• [Direction]
Retype the lines below exactly as they are, leaving the pictures out of your answer.

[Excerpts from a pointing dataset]

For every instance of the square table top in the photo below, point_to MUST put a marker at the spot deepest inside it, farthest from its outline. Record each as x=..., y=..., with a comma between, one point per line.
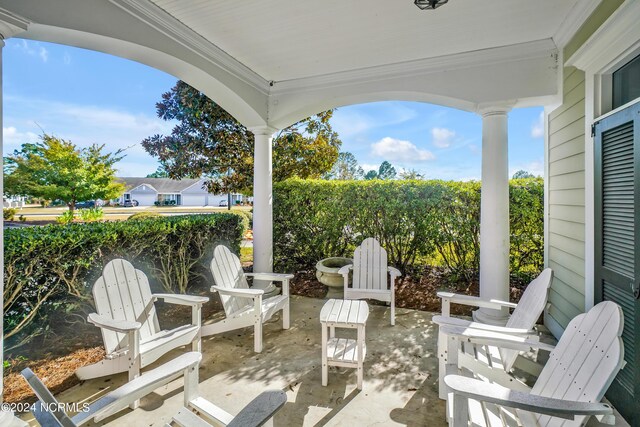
x=345, y=313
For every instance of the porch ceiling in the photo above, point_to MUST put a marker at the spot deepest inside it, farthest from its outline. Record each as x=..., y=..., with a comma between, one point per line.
x=276, y=62
x=283, y=39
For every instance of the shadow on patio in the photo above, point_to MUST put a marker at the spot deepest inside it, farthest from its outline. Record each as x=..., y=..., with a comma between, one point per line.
x=400, y=379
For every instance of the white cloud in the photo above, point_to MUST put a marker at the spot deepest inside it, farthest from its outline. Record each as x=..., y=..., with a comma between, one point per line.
x=44, y=54
x=442, y=137
x=537, y=129
x=401, y=151
x=12, y=138
x=354, y=120
x=367, y=167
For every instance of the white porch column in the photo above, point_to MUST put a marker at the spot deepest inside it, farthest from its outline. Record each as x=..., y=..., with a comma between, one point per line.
x=494, y=214
x=263, y=204
x=7, y=418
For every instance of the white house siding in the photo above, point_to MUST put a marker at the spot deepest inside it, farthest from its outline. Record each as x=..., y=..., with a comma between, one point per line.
x=145, y=197
x=567, y=203
x=194, y=199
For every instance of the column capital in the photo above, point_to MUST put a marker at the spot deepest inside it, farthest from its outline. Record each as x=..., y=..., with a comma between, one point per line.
x=263, y=130
x=494, y=109
x=11, y=24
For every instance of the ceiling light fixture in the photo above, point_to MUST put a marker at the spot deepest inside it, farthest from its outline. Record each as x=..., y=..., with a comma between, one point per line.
x=429, y=4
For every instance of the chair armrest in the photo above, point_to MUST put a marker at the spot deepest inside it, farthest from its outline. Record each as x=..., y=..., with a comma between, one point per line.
x=243, y=293
x=479, y=336
x=394, y=272
x=462, y=323
x=139, y=387
x=279, y=277
x=180, y=299
x=260, y=409
x=474, y=301
x=122, y=326
x=496, y=394
x=344, y=270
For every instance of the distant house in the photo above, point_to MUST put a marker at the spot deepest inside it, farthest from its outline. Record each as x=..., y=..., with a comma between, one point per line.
x=166, y=191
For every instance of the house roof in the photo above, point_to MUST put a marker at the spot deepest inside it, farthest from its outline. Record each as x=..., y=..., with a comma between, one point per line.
x=162, y=185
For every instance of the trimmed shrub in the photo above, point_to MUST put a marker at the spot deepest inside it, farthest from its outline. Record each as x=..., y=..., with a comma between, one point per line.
x=144, y=215
x=9, y=213
x=418, y=222
x=51, y=269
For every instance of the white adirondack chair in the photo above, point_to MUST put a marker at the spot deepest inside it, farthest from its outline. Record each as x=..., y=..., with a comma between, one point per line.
x=244, y=306
x=489, y=361
x=48, y=411
x=370, y=272
x=127, y=318
x=568, y=391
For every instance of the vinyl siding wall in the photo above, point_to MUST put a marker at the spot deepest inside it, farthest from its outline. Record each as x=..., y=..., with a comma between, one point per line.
x=566, y=201
x=566, y=157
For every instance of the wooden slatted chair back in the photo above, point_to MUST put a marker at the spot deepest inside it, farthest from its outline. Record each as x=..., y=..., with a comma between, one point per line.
x=227, y=273
x=584, y=363
x=123, y=293
x=370, y=266
x=530, y=307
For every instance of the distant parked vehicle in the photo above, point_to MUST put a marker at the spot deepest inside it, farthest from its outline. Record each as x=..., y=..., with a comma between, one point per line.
x=87, y=204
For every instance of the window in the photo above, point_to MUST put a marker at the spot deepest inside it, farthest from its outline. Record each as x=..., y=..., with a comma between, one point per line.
x=626, y=83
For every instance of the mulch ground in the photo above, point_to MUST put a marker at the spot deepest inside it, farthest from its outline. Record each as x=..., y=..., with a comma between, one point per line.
x=54, y=357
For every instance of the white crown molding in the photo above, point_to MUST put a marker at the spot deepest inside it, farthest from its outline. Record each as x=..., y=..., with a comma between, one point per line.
x=178, y=31
x=620, y=29
x=503, y=54
x=574, y=20
x=11, y=24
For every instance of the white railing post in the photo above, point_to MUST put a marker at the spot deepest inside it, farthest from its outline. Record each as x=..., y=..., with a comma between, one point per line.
x=263, y=204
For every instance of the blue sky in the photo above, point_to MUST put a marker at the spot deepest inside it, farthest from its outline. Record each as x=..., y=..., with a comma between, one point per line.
x=90, y=97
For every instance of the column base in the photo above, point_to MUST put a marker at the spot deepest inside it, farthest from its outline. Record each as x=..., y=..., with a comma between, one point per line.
x=490, y=317
x=270, y=290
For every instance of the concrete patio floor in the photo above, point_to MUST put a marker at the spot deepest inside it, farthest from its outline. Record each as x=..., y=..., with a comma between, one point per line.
x=400, y=375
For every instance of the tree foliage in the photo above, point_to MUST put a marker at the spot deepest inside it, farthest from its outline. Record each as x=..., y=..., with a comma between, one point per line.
x=523, y=174
x=345, y=168
x=161, y=172
x=410, y=174
x=208, y=141
x=55, y=169
x=385, y=171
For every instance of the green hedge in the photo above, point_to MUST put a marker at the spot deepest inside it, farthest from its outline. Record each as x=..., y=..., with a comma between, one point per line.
x=418, y=222
x=52, y=268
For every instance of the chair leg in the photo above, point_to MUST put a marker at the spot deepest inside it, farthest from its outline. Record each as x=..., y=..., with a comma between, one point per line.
x=257, y=336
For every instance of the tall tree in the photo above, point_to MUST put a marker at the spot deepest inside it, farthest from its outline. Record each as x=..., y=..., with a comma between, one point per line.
x=208, y=141
x=57, y=169
x=345, y=168
x=411, y=174
x=385, y=171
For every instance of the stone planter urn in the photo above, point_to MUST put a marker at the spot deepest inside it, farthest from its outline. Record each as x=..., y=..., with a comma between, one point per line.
x=327, y=274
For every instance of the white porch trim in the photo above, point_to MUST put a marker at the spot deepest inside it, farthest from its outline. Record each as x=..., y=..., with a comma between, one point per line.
x=616, y=42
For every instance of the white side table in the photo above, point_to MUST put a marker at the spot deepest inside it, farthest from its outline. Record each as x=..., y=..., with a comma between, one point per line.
x=345, y=352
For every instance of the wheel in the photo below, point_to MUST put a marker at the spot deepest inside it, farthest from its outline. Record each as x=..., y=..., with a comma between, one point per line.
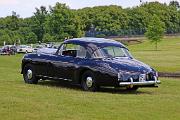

• [Problem solution]
For every instance of the square table top in the photo below, point_to MUST put a marker at the spot deepest inside it, farthest from its outline. Record each as x=..., y=..., with a comma between, one point per line.
x=345, y=313
For every instance of the porch ceiling in the photo above, point_to MUST put a marker at the spot deepest inside it, farthest from its outline. Record each as x=..., y=..., with a comma between, one point per line.
x=276, y=62
x=283, y=39
For every instance of the shadow on patio in the photo above, point_to MUST put a marker at the spot deepest inside it, farthest from its outline. Record each as x=..., y=..., with a comma between, one point per line.
x=400, y=379
For every instance of the white cloud in the photo above, point_to MUST put a marker at the spot deepest inside it, farthest from its outline. Record each as x=..., y=..., with a comma between, one point per line.
x=44, y=54
x=442, y=137
x=537, y=129
x=401, y=151
x=12, y=138
x=354, y=120
x=367, y=167
For every instance of the white porch column in the photo above, point_to MUST put a marker at the spot deepest inside it, farthest from its outline. Record each as x=..., y=..., with a comma between, one point per line.
x=494, y=214
x=263, y=204
x=7, y=418
For every instance of the white house siding in the photo above, point_to MUST put a marker at the spot deepest inside it, farthest from its outline. Record each as x=..., y=..., with a comma between, one point per line.
x=145, y=197
x=567, y=203
x=194, y=199
For every instance of the column capital in the photo above, point_to MUST put a marker at the spot deepest inside it, farthest from its outline. Record each as x=..., y=..., with a comma between, one point per line.
x=263, y=130
x=494, y=109
x=11, y=24
For every instance of the ceiling light fixture in the photo above, point_to MUST put a marker at the spot deepest inside it, farthest from its outline. Record each as x=..., y=..., with a comma between, one point per line.
x=429, y=4
For every instance of the chair armrest in the photo above, point_to MUST put a marker at the spot deepest inside it, farthest from its outline. Record each as x=..., y=..., with a comma between, one point per line.
x=243, y=293
x=479, y=336
x=394, y=272
x=462, y=323
x=139, y=387
x=279, y=277
x=180, y=299
x=260, y=409
x=474, y=301
x=122, y=326
x=496, y=394
x=344, y=270
For every instance of the distant house in the photo above, point_to MUST put a marker at the spot deepest inside it, farthest from its outline. Record each as x=..., y=..., with a comma between, one point per line.
x=166, y=191
For every instance of the house roof in the photo above, point_to MUST put a marker at the spot deepest inside it, farthest from its outline. Record each as x=..., y=..., with a comma between, one point per line.
x=162, y=185
For every instance of the trimmed shrub in the photo above, point_to MUST put a marker at the spot deepest inside it, farthest from its outline. Record each as x=..., y=..., with a comma between, one point per line.
x=144, y=215
x=9, y=213
x=418, y=222
x=51, y=269
For every instance of the white adirondack chair in the photo above, point_to MUST put a marker at the spot deepest inside it, farthest from its outline. Record each as x=..., y=..., with a comma between, one point per line.
x=244, y=306
x=489, y=361
x=48, y=411
x=370, y=272
x=127, y=318
x=568, y=391
For every instance of the vinyl siding wall in the photo above, point_to MUST put a marker at the spot deepest inside it, farthest from its outline. Record each as x=..., y=..., with a comma between, one point per line.
x=566, y=201
x=566, y=157
For every instance of the wooden slatted chair back in the photo above, point_to MUST put a marker at the spot deepest inside it, farthest from its outline. Record each as x=..., y=..., with a comma between, one point per line.
x=227, y=273
x=584, y=363
x=123, y=293
x=370, y=266
x=530, y=307
For every instance of the distant parked vehicle in the photo above, point_to MUST put a marker at the spot deepest inside it, farthest from its outline. Record each as x=..., y=..., with a comma between, one point per line.
x=87, y=204
For every instance of the window in the photo above, point_to MUST put a marker at the spot deepest inside it, farthest from its outline. Record each as x=..., y=..., with a comma between, one point per line.
x=626, y=83
For every instance of the mulch ground in the photo above, point_to MUST put a marker at the spot deepest inside it, farthest from its outline. Record each as x=..., y=..., with a comma between, one point per line.
x=54, y=357
For every instance of the white crown molding in the photo above, point_to MUST put a marker at the spot deepest inside it, farthest from its outline. Record each as x=..., y=..., with a comma between, one point per line.
x=178, y=31
x=620, y=29
x=503, y=54
x=574, y=20
x=11, y=24
For every instance of the white railing post in the photo above, point_to MUST put a marker at the spot deepest inside it, farthest from its outline. Record each as x=..., y=..., with a comma between, one point per line.
x=263, y=204
For every instance of the blue sky in the photo above, point_to MUST put a marker at the spot deepest inside it, farthest from its outline. Record each as x=..., y=..., with a comma between, one point per line.
x=90, y=97
For every instance of the column base in the photo above, point_to MUST put a marker at the spot deepest inside it, farthest from its outline. Record each as x=..., y=..., with a comma between, one point per line.
x=490, y=317
x=270, y=290
For every instance of the concrete patio floor in the photo above, point_to MUST put a marker at the spot deepest inside it, farthest from its outline. Record each as x=..., y=..., with a comma between, one point per line.
x=400, y=375
For every instance of the tree foliage in the photo above, point_to MUST put a marker at the spot deepest inside it, farthest from its outline. Record each as x=..., y=..., with a comma between, one point per line.
x=523, y=174
x=345, y=168
x=161, y=172
x=410, y=174
x=208, y=141
x=55, y=169
x=385, y=171
For every instance of the green hedge in the photo above, point_to MUST put a marker at the spot deepest inside it, farthest from its outline. Record each as x=..., y=..., with a comma between, one point per line.
x=418, y=222
x=52, y=268
For every instance of the chair leg in the photo above, point_to MUST put a marker at the spot deepest inside it, farthest from its outline. Record each as x=..., y=..., with a comma between, one point per line.
x=257, y=336
For every instance of the tall tree in the photo above, point_to MUST put a marker at the spot deepest inside it, farthest from its outline. Record each as x=..., y=..., with a comma between, one point per line.
x=208, y=141
x=57, y=169
x=345, y=168
x=411, y=174
x=385, y=171
For every instance of the stone planter urn in the photo above, point_to MUST put a marker at the spot deepest inside it, farthest from its outline. Record each as x=..., y=..., with a comma between, one point per line.
x=327, y=274
For every instance of the white porch trim in the photo above, point_to MUST put a marker at the spot deepest inside it, farthest from its outline. Record each as x=..., y=..., with a comma between, one point per line.
x=616, y=42
For every instance of the white side table in the photo above, point_to MUST put a marker at the spot deepest inside it, farthest from its outline. Record each as x=..., y=..., with a comma between, one point per line.
x=345, y=352
For every instance of the wheel in the photo below, point_to MUST put a marker at the spot deepest inside it, farthest from its outline. Record each as x=..., y=..., with a comma between, one point per line.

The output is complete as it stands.